### WRITTEN PROBLEM
Locate each line of the data below that contains the word "water" and copy those lines. Letter case matters.

### RECORDS PROVIDED
— Begin —

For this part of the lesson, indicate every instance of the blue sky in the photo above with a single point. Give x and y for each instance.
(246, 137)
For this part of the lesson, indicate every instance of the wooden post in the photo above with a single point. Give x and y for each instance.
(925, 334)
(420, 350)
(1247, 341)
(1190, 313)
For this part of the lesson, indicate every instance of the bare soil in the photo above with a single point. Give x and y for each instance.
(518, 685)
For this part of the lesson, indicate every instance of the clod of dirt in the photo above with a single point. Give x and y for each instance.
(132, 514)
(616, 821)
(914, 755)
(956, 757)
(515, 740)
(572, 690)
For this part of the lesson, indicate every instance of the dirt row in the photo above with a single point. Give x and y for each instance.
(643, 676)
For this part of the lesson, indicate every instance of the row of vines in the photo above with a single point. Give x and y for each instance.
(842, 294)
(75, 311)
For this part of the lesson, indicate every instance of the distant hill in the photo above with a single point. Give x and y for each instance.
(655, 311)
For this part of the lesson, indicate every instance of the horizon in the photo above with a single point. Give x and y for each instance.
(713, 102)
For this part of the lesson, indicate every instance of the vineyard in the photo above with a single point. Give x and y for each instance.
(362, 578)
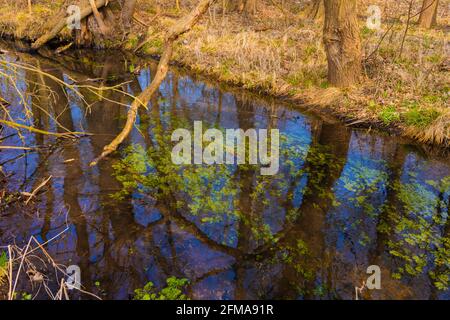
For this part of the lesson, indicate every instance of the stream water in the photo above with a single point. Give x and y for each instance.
(343, 200)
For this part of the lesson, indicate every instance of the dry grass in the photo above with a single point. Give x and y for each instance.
(280, 52)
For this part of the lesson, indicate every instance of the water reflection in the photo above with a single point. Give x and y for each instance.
(342, 200)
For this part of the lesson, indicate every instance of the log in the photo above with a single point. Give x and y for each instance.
(61, 23)
(181, 26)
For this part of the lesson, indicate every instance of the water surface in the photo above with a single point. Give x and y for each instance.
(344, 199)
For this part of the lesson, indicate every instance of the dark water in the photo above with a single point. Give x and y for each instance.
(343, 199)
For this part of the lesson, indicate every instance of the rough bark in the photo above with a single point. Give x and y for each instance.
(181, 27)
(61, 23)
(428, 13)
(342, 42)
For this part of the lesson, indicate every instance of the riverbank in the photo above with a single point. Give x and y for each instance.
(280, 52)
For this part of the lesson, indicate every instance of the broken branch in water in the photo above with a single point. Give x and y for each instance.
(182, 26)
(29, 259)
(32, 194)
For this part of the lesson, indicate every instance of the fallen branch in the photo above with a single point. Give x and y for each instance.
(182, 26)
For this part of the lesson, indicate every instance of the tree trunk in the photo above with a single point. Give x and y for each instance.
(315, 10)
(428, 14)
(342, 42)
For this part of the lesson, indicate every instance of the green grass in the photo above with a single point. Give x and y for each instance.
(421, 118)
(389, 115)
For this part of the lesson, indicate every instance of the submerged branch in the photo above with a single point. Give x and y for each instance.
(182, 26)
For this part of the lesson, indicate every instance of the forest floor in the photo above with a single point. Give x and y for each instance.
(279, 51)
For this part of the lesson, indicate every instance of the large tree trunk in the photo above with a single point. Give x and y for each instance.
(342, 42)
(428, 13)
(94, 30)
(315, 10)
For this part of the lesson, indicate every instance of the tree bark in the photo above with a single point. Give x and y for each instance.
(342, 41)
(61, 23)
(315, 10)
(428, 14)
(181, 27)
(127, 12)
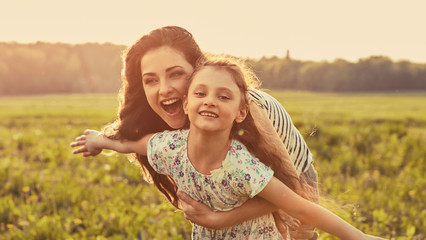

— End —

### WRITTEN ANSWER
For this part of the lesson, indicate every instance of the stream water in the photo above with a single point. Give x and y for each instance.
For this part of the lesson, indicate every instance of the water reflection in the photo above with a single point. Give x and y for each instance.
For this part of the lesson, indicate every instance of the water surface in the photo above with a single point. Give x and y for each instance.
For this part of the lesson, indicate every instance of the dark water in the photo above with a single point. Give x and y for each instance.
For this part of the lesson, indicate every instance of the broken branch in water in the photo above with a single point. Give x and y for each instance.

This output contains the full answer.